**Task requirements**
Please write out exactly the lines of the data below from the line holding "like point(149, 290)." through the line holding "like point(297, 205).", and leave out the rest.

(Information provided begins)

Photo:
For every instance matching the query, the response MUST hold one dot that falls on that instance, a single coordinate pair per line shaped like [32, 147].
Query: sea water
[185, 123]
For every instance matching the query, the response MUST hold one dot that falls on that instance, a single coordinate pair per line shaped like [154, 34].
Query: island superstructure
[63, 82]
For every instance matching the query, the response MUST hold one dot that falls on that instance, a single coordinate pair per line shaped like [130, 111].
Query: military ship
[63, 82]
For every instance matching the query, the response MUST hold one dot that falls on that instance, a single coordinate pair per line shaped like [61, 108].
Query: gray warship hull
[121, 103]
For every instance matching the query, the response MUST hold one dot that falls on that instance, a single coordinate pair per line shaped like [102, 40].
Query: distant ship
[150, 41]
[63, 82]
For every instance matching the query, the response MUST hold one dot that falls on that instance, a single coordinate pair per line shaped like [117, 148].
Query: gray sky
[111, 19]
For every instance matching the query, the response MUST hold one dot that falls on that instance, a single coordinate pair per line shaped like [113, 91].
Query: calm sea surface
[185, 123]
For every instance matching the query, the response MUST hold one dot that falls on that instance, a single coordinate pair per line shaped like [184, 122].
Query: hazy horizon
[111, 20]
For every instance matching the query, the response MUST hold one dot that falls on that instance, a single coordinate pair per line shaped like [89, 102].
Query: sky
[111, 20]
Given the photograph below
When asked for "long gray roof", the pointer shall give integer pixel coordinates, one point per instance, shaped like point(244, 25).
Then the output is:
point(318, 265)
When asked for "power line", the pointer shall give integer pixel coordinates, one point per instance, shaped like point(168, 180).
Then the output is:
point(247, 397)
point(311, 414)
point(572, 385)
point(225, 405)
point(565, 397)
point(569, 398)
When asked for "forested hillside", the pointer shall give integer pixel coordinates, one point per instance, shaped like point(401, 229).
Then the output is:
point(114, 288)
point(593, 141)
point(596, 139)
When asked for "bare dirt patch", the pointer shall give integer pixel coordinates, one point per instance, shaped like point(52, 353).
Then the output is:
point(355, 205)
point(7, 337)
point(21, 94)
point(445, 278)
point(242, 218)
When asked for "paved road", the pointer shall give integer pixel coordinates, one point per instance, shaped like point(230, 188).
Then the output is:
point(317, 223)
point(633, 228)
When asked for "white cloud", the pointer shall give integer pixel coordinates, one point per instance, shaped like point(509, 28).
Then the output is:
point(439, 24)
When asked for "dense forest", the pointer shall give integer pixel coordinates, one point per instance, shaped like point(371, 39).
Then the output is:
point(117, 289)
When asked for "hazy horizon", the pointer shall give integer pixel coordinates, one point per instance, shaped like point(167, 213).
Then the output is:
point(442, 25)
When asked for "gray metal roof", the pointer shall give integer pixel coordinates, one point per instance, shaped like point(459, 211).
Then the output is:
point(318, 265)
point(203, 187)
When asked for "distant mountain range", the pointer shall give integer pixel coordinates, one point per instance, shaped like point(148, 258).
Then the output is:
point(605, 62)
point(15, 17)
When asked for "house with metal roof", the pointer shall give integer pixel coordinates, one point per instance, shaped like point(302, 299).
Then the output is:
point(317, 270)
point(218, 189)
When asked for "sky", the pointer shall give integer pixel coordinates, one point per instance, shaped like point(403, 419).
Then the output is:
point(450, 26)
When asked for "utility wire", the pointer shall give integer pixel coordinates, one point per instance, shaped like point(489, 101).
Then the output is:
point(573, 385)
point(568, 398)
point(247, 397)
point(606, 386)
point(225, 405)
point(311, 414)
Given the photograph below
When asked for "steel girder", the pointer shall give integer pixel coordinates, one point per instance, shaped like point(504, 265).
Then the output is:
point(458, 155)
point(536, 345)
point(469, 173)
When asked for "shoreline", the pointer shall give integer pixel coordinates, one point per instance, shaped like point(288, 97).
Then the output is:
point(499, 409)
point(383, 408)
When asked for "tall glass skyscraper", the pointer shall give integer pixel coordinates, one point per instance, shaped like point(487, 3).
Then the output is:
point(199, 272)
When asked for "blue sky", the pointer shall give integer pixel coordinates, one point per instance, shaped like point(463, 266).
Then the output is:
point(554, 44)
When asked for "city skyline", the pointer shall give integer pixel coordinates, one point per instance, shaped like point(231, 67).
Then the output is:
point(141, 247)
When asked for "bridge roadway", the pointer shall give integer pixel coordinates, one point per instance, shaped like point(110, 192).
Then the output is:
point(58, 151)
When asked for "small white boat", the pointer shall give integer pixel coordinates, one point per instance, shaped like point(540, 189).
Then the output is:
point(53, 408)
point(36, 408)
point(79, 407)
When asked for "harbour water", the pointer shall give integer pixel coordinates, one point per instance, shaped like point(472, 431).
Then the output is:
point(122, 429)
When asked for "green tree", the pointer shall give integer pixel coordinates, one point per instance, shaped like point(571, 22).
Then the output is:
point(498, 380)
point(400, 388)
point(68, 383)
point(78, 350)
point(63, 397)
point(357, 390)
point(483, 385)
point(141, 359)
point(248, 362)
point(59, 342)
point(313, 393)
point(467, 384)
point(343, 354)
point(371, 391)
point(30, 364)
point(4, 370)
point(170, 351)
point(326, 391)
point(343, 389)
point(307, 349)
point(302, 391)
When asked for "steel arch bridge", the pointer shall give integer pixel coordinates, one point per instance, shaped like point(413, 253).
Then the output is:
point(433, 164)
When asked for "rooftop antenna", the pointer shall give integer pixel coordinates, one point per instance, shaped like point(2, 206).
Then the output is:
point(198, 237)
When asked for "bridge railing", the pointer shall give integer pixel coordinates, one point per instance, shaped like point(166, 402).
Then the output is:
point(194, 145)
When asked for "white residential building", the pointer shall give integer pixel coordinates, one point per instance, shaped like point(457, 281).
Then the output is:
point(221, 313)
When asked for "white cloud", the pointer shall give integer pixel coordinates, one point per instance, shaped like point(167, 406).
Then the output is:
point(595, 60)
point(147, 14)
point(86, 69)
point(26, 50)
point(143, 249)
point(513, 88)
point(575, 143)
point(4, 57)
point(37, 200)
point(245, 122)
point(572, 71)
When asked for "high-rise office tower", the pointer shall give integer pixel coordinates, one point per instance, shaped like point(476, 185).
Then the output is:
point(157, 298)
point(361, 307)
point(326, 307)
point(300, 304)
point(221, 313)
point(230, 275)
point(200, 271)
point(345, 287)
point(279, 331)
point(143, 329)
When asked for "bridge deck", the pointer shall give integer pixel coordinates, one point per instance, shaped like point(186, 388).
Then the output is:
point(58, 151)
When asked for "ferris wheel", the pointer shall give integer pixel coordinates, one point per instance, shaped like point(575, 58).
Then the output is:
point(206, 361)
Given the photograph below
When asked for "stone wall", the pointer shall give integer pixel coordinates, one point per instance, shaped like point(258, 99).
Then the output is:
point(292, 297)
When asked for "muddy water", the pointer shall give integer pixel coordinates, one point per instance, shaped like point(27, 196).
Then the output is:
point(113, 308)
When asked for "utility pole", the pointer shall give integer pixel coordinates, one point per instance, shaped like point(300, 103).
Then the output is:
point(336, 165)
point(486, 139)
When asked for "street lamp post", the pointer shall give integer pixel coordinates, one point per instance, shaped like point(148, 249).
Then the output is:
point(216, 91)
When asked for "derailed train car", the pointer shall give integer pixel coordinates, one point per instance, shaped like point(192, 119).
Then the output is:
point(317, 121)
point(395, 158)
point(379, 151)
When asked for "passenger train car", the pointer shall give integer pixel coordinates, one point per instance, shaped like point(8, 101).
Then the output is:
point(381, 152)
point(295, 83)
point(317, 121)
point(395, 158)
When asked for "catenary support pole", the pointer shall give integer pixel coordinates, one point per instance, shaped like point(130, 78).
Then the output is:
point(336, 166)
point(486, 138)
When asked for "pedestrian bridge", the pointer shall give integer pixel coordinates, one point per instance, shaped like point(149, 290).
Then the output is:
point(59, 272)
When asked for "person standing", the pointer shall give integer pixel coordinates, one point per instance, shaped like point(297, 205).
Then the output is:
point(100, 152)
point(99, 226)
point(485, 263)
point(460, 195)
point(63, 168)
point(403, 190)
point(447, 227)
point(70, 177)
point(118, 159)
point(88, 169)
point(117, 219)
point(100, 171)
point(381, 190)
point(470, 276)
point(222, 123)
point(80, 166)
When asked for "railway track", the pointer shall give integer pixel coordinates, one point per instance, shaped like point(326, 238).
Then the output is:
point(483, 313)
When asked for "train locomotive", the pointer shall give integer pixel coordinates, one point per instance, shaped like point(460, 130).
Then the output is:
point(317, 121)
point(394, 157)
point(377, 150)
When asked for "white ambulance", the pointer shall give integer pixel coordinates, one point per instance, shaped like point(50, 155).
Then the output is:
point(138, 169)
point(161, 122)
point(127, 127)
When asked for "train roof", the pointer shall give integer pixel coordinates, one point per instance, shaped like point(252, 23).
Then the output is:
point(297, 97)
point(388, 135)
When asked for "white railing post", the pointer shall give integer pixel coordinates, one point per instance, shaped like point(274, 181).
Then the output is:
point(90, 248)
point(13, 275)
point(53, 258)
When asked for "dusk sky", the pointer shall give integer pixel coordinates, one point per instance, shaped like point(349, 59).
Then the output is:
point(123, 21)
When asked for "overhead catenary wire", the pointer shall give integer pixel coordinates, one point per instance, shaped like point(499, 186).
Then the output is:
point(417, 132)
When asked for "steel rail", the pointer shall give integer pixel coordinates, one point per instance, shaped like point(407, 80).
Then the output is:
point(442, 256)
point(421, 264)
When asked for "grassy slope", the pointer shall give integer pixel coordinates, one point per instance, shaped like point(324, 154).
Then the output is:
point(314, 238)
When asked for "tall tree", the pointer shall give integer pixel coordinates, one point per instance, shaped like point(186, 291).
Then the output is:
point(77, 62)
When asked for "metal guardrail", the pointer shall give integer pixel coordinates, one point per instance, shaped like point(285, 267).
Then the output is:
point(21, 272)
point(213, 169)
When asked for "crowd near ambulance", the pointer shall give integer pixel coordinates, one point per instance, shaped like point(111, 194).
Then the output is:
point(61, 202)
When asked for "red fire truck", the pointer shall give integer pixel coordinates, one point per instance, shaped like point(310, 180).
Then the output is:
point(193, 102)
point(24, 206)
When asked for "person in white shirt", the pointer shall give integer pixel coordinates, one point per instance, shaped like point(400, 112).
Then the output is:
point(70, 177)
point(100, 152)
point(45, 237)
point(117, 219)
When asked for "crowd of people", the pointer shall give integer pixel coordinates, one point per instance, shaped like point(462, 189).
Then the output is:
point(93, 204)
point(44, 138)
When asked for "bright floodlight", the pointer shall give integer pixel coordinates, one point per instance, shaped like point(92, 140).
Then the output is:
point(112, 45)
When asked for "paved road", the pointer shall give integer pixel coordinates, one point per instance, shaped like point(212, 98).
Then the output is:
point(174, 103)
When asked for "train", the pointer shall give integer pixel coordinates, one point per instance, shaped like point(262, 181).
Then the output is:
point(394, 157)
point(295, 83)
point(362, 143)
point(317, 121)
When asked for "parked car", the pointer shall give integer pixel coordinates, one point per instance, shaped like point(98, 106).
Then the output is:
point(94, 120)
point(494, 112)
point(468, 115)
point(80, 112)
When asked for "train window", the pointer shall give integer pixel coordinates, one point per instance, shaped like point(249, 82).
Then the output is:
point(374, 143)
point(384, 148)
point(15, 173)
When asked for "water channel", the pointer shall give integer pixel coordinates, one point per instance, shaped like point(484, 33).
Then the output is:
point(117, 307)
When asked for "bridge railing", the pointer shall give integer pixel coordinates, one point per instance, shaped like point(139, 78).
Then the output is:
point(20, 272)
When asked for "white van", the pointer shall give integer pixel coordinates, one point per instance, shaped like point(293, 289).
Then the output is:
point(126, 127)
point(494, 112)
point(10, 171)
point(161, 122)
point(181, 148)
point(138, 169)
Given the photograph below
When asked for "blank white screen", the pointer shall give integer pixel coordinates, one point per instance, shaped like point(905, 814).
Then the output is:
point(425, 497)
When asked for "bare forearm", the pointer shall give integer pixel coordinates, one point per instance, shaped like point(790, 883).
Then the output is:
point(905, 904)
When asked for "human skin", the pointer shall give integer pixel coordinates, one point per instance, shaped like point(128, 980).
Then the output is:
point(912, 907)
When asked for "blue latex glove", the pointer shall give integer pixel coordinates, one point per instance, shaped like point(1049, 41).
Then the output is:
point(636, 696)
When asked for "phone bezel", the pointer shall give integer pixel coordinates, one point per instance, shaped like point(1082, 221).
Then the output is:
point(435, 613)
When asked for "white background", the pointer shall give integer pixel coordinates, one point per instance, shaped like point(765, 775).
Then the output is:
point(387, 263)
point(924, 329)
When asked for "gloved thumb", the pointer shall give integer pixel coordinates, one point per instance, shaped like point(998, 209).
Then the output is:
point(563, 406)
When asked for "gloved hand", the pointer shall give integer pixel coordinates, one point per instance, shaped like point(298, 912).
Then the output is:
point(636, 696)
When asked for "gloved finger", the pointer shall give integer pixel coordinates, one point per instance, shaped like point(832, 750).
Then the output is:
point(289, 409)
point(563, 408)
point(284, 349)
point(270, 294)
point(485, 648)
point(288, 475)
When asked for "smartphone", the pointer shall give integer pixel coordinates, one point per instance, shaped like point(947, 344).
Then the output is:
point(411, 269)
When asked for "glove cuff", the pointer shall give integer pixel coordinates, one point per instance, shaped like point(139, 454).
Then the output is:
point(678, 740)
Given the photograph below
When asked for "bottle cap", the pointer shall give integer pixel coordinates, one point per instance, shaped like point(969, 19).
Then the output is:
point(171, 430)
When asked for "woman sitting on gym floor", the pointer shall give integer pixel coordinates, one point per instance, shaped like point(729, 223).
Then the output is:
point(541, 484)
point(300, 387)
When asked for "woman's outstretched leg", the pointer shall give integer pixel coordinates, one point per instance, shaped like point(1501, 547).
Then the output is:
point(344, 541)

(Information provided ends)

**Answer section**
When asked for "pedestrian bridge", the pointer shall give integer pixel coordinates, one point per instance, shaped like point(149, 290).
Then the output is:
point(59, 272)
When asked for "person standing", the pointer shall give integer pixel coordinates, one point per instance, shaped like point(297, 205).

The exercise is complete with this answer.